Scan the listing below and copy each line holding the word "target".

RECORDED DATA →
▬▬▬▬▬▬

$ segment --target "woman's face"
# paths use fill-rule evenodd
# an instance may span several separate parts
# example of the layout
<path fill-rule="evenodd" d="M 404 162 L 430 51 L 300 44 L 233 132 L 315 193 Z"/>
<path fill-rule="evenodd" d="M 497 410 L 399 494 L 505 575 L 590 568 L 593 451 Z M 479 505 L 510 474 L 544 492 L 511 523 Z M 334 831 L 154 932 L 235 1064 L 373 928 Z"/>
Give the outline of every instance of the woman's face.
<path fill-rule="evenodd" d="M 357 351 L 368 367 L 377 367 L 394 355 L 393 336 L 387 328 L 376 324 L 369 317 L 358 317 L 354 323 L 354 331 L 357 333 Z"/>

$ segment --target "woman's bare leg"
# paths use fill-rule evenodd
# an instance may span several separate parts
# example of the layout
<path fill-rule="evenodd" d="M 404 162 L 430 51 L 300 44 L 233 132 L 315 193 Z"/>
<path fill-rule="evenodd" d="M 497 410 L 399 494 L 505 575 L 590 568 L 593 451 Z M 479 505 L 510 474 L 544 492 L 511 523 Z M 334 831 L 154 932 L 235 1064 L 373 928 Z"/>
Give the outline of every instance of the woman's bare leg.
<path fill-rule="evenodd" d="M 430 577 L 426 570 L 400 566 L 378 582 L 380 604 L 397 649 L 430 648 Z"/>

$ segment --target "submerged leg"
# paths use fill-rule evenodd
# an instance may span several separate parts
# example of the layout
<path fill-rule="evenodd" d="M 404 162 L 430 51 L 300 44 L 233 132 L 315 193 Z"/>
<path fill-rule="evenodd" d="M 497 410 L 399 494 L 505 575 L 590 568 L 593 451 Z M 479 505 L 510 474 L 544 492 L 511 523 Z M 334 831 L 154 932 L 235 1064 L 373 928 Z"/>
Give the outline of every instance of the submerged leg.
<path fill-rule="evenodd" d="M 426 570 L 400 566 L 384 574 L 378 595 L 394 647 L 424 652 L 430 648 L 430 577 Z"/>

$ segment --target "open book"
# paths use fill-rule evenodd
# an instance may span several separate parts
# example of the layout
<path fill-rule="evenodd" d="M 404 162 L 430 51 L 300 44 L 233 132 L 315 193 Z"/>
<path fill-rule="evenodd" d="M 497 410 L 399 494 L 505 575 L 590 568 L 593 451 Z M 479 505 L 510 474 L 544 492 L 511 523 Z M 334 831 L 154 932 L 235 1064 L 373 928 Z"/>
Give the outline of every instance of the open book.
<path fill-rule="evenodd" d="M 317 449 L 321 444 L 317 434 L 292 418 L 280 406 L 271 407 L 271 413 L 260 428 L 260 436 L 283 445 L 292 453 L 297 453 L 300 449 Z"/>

▬▬▬▬▬▬

EXERCISE RESPONSE →
$ segment --target "woman's face"
$ segment --target "woman's bare leg"
$ segment --target "submerged leg"
$ segment --target "open book"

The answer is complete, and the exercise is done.